▶ _TEXT SECTION_:
◆ ◆ ◆ ◆ ◆
Adman/filmmaker Schulze’s film bows at Black Harvest

Filmmaker Hugh Schulze

Hugh Schulze, the CEO of West Loop marketing communications agency recently turned filmmaker, returned to his home town of Detroit in 2012 to direct his debut dramatic feature Cass, screening Aug. 17-18 in the Gene Siskel Film Center’s Black Harvest Film Festival.

Rachel Hilson (The Good Wife) stars as a middle-class, 15-year old African American girl, reeling from the loss of her mother, who is drawn to the mysterious white artist squatting in the abandoned house next door (David Dastmalchian, Animals, Ant Man).

Also starring are veteran TV actor James McDaniel (Detroit 1-8-7) as Cass’ single father and Craig Woodall, a Detroit theatre actor as her younger brother.

Dastmalchian also starred in Schulze’s two previous shorts, IFP Production Fund winner Arc of a Bird (2008)and the seed film for Cass, and Credits (2009).  Schulze is a coproducer of Dastmalchian feature Animals, which premiered at SXSW this year.

Schulze founded c|change in 2001. He decided to tell his own stories after years of producing films for his clients.  Comparing his day job to directing his first feature, he says, “They both demand you find people who are very good at what they do and with whom you can collaborate.”

Rachel Hilson as "Cass"The story was strictly Schulz’ own invention, he says, writing the screenplay based on his own experience in Detroit, where his earliest memories are of Detroit in flames during the deadly 1967 riots and “how intertwined race and economics are in the current challenges of America’s urban centers.
◆ ◆ ◆ ◆ ◆
▶ _DATA UNDER STUDY_:
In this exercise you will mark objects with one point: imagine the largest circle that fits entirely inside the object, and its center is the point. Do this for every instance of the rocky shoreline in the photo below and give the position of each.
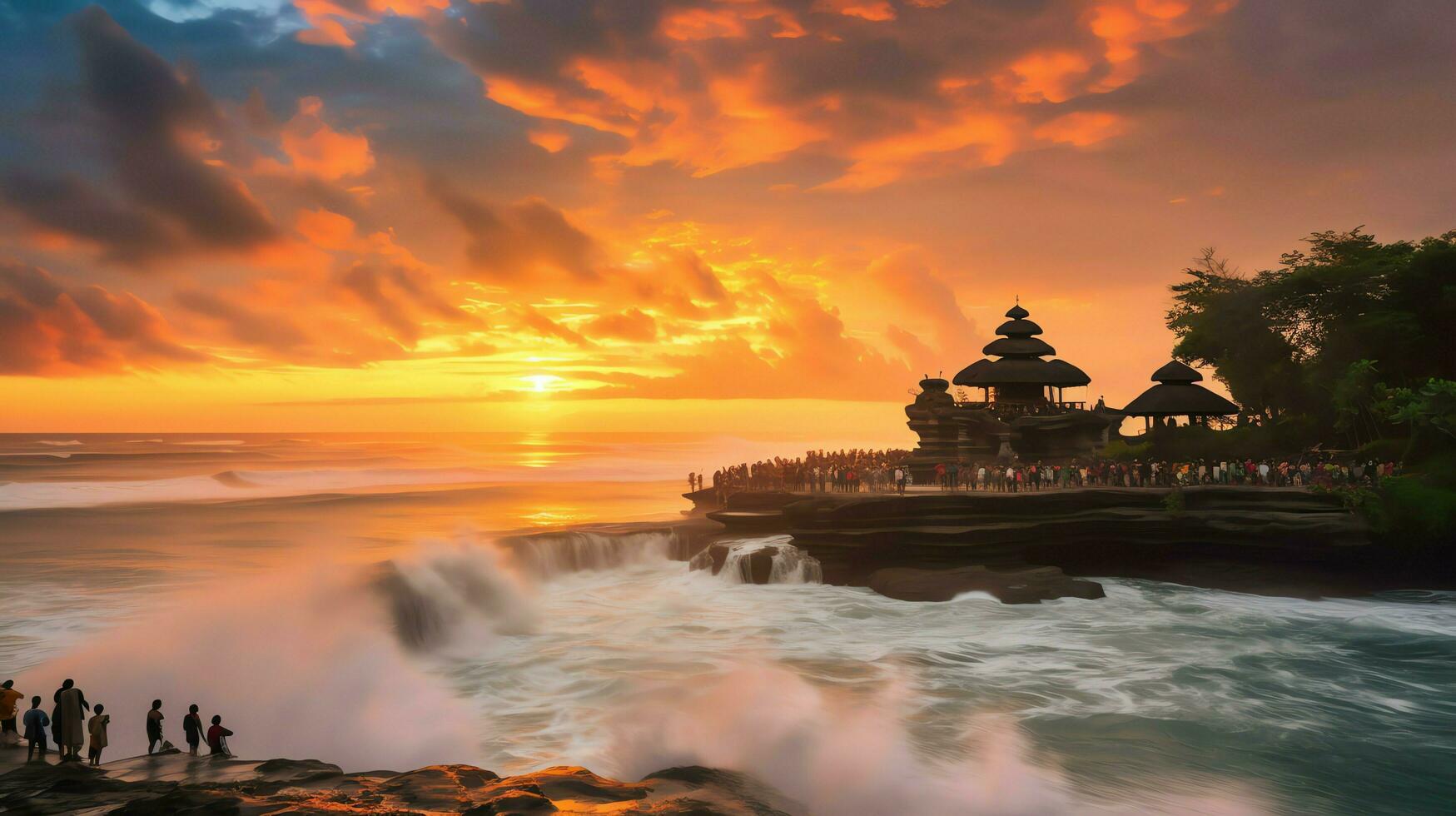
(1031, 547)
(169, 784)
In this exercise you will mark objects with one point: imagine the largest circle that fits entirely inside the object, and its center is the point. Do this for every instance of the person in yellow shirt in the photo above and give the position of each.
(98, 732)
(9, 699)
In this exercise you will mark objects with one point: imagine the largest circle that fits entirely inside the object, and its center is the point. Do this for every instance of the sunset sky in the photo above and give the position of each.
(661, 215)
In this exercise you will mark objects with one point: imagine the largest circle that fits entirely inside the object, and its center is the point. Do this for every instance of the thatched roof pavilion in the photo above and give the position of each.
(1020, 373)
(1178, 394)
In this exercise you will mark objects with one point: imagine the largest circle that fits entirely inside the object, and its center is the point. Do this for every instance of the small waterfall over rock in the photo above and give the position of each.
(545, 555)
(759, 561)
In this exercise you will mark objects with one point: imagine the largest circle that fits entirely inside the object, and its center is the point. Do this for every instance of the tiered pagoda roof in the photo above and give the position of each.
(1178, 394)
(1020, 361)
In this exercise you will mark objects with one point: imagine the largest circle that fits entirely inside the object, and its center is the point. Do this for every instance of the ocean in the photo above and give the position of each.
(243, 573)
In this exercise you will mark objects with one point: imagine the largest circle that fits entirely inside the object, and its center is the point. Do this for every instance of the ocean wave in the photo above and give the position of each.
(226, 485)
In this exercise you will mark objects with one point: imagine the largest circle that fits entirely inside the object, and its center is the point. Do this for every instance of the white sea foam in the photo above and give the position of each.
(597, 650)
(226, 485)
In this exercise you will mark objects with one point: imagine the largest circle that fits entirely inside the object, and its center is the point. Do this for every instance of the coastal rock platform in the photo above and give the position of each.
(1009, 586)
(1257, 540)
(176, 783)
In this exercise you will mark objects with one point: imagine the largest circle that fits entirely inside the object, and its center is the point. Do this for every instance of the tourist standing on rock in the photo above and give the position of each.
(35, 723)
(69, 720)
(192, 728)
(98, 732)
(217, 736)
(155, 726)
(9, 701)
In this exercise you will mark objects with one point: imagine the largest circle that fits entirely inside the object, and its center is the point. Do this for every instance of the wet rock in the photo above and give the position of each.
(571, 781)
(182, 802)
(513, 802)
(296, 769)
(721, 792)
(1031, 585)
(241, 787)
(715, 560)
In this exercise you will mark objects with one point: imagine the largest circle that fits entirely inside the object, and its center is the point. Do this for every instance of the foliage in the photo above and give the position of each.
(1175, 503)
(1429, 410)
(1322, 334)
(1415, 515)
(1287, 437)
(1119, 450)
(1351, 497)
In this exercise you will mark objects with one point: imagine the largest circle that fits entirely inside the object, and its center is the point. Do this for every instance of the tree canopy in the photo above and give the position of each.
(1328, 331)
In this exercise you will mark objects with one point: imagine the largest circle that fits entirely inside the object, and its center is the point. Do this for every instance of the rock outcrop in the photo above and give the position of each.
(760, 561)
(1031, 585)
(208, 786)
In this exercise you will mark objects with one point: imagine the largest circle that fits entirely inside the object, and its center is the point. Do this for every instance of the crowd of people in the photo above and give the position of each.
(882, 471)
(1104, 472)
(69, 724)
(817, 471)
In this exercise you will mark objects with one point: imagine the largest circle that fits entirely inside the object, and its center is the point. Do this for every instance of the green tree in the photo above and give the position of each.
(1321, 332)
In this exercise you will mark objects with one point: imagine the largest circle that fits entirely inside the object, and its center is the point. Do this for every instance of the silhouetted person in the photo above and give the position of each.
(9, 699)
(98, 730)
(217, 736)
(155, 726)
(35, 723)
(69, 722)
(192, 728)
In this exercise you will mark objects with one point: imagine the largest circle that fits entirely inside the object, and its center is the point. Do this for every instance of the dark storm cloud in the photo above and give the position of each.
(245, 326)
(171, 196)
(52, 328)
(147, 105)
(402, 299)
(72, 206)
(514, 241)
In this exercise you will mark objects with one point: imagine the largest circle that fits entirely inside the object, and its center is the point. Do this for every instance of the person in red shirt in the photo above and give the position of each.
(216, 734)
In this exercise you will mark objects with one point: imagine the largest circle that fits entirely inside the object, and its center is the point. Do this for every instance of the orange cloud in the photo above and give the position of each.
(1082, 128)
(1047, 76)
(316, 149)
(872, 11)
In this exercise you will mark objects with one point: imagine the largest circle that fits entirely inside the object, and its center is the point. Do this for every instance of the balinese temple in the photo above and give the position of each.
(1020, 411)
(1178, 394)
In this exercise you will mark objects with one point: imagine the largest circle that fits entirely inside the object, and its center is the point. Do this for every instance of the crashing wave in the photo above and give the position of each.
(545, 555)
(759, 561)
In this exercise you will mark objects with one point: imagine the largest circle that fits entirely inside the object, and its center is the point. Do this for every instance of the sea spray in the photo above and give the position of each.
(734, 561)
(843, 755)
(443, 588)
(545, 555)
(306, 664)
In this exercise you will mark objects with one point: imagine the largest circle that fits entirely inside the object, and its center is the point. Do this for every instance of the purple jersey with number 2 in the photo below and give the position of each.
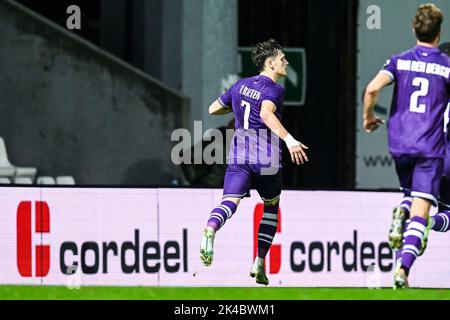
(421, 94)
(246, 97)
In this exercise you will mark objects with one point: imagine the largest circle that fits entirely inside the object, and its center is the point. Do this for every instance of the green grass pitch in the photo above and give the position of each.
(217, 293)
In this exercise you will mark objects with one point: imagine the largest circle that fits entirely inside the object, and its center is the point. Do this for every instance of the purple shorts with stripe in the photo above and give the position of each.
(240, 178)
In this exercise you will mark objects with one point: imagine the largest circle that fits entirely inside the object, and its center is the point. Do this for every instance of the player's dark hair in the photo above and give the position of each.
(264, 50)
(427, 22)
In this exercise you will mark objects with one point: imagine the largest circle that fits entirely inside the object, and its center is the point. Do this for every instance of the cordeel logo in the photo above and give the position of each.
(275, 250)
(25, 239)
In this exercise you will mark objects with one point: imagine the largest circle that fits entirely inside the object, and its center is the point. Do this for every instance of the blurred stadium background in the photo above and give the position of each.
(85, 152)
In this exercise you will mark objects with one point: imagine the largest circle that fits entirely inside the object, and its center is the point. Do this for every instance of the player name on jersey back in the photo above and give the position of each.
(251, 93)
(425, 67)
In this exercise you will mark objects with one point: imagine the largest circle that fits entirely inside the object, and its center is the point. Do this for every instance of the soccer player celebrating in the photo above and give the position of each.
(441, 221)
(416, 138)
(255, 154)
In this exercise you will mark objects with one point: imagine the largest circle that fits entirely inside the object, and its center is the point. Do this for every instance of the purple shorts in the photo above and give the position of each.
(446, 173)
(240, 178)
(420, 176)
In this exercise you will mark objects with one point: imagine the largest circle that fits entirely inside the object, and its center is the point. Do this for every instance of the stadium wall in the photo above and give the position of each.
(151, 237)
(70, 108)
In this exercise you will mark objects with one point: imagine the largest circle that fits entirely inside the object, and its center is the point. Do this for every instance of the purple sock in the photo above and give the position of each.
(220, 214)
(267, 229)
(406, 205)
(412, 241)
(441, 221)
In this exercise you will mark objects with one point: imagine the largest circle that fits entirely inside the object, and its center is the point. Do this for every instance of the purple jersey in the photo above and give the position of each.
(253, 141)
(421, 94)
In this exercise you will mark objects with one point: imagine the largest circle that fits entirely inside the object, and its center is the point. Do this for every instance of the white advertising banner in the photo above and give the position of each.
(151, 237)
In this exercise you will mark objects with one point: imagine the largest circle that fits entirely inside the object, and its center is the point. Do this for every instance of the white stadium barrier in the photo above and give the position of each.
(151, 237)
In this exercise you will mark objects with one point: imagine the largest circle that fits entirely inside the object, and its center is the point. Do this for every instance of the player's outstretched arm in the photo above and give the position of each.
(371, 123)
(217, 109)
(296, 148)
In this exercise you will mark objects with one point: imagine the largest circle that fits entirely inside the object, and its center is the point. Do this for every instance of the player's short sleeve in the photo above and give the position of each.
(390, 68)
(276, 95)
(226, 99)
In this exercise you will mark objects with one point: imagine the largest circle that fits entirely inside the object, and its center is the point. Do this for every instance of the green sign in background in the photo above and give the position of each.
(294, 83)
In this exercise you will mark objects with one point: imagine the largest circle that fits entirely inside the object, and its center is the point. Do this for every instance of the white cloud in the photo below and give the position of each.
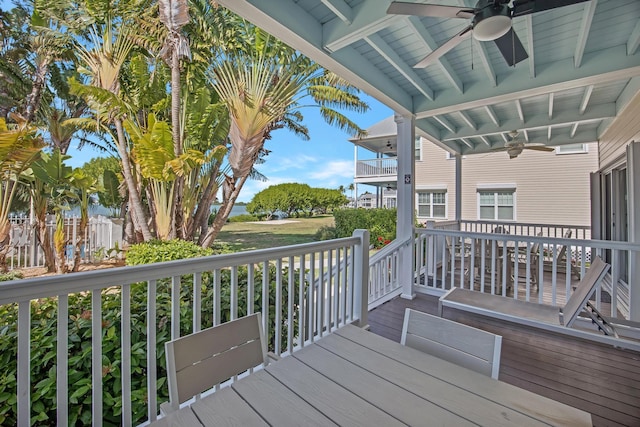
◆ ◆ ◆ ◆ ◆
▶ _ACTIONS TO TAKE_:
1. Using the article on Hugh Schulze's film Cass, answer each question:
(a) In what year did Schulze found c|change?
(b) Which actor plays Cass' single father?
(c) Which festival is screening Cass?
2. Carry the article on Hugh Schulze's film Cass forward from its last line.
The entries have no connection to the article on Hugh Schulze's film Cass.

▶ _ACTIVITY ANSWERS_:
1.
(a) 2001
(b) James McDaniel
(c) The Gene Siskel Film Center's Black Harvest Film Festival

2.
“There were also elements of a real life woven into the story, such as issues of middle class; I wanted to show how a father deals with his children,” he says.

Schulze employed what he calls the “Coppola Strategy” to finance Cass: “I felt strongly enough about the script that I put up my savings and went to the bank to take a loan out against the business,” he says.

Schulz spent a month in Detroit, working with a mixture of crew from Chicago, including producer Stacy Evenson, and DP Ron Forsythe, and Detroit.  Casting was done in both cities. Laura Madalinski edited and Drew Weir was supervising sound editor. 

Schulze says he “continues to look for distribution” for Cass.  “There have been nibbles but nothing solid.” 

He has three scripts with some “strong Chicago themes” that he’s shopping to agents and productions companies, but, he says, “I share the same dysfunction other writers I know have—I much prefer the writing over the self-promotion.”